> TEXT SEGMENT:

========================

My hazelnut opera cake consists of 5 components - hazelnut joconde, coffee kahlua syrup, nutella spread, coffee buttercream and chocolate ganache glaze.
I found that getting the ratio of the components right is the trickiest part of making this cake, and also the most important as it has a huge impact on the overall balance of flavours. I tried to make the joconde and buttercream the same thickness at about 5mm. For the nutella layer, I found that it's best to keep it about 1mm or it can be too sweet and overpowering.
I kept the decoration simple with a light sprinkle of coffee beans, cocoa nibs and almond meal.


Hazelnut Opera Cake
Makes one 15cm cake
Hazelnut Joconde
125 grams icing sugar, sifted
125 grams ground hazelnut (hazelnut meal)
40 grams plain flour, sifted
160 grams whole eggs, room temperature
30 grams unsalted butter, melted and cooled
100 grams egg whites (reserve yolks for the buttercream)
30 grams caster sugar
Coffee Kahlua Syrup
125 ml water
80 grams caster sugar
125 ml espresso
2 tablespoons kahlua
Coffee Buttercream
2 teaspoons coffee granules
2 teaspoons hot water
60 grams egg yolks
100 grams caster sugar
30 ml water
225 grams unsalted butter, softened, cut into small cubes
Chocolate Ganache Glaze
125 grams dark chocolate
20 grams liquid glucose
130ml whipping (pouring) cream
You will also need Nutella.

========================

> OBJECTIVE 1: List the five components of the cake named in the hazelnut opera cake recipe.

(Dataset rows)
========================

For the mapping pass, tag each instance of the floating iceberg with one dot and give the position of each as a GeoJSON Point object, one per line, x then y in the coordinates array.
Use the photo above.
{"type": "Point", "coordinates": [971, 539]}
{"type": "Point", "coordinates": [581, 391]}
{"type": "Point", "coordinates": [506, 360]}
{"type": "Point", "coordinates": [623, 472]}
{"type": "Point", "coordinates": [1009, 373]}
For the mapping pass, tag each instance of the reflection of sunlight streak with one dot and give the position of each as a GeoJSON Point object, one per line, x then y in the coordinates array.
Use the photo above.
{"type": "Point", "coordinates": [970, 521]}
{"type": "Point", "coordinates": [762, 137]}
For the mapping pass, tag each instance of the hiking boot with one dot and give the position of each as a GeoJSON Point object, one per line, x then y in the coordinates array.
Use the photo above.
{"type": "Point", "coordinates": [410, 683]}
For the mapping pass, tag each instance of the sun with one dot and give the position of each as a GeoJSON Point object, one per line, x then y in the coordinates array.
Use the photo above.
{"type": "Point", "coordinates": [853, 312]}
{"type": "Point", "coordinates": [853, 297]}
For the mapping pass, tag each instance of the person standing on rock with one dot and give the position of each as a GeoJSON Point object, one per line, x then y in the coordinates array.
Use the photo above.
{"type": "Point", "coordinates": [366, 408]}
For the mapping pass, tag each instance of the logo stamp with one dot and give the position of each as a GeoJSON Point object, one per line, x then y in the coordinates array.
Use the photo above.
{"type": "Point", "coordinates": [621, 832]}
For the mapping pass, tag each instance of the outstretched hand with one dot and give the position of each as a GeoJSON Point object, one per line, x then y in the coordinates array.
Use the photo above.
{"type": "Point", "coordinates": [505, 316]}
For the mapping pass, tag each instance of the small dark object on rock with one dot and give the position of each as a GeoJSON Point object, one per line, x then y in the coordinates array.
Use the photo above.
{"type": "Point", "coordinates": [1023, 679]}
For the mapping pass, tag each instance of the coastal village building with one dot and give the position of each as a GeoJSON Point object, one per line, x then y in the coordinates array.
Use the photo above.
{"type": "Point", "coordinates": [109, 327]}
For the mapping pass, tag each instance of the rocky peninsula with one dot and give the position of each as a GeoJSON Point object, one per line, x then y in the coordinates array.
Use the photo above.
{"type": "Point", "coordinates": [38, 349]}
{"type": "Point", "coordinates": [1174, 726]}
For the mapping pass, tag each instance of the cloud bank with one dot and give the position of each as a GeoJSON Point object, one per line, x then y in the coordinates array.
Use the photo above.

========================

> OBJECTIVE 2: Repeat the rows from the line holding "For the mapping pass, tag each instance of the logo" through the last line of the rows, both included.

> EXERCISE RESULT 1: Hazelnut joconde, coffee kahlua syrup, nutella spread, coffee buttercream, and chocolate ganache glaze.

> EXERCISE RESULT 2:
For the mapping pass, tag each instance of the logo stamp with one dot and give the position of each as a GeoJSON Point object, one per line, x then y in the coordinates array.
Use the photo above.
{"type": "Point", "coordinates": [621, 832]}
For the mapping pass, tag each instance of the outstretched hand with one dot and give the position of each as a GeoJSON Point object, one per line, x then y in the coordinates array.
Use the photo above.
{"type": "Point", "coordinates": [505, 316]}
For the mapping pass, tag each instance of the small dark object on rock with one dot and give the position of each as a GeoJSON Point object, one per line, x then y in the coordinates array.
Use the photo above.
{"type": "Point", "coordinates": [1023, 679]}
For the mapping pass, tag each instance of the coastal village building with one dot and give the position of each as a GeoJSON Point object, one per line, x then y in the coordinates array.
Use the photo above.
{"type": "Point", "coordinates": [109, 327]}
For the mapping pass, tag each instance of the rocky peninsula with one dot and give the position of each as a GeoJSON Point object, one per line, x then y in the coordinates array.
Use the photo above.
{"type": "Point", "coordinates": [38, 349]}
{"type": "Point", "coordinates": [1174, 726]}
For the mapping pass, tag each instance of the cloud bank with one dot and give the position of each as a GeoJSON Point object, one per line, x then y in the coordinates array.
Use the photo above.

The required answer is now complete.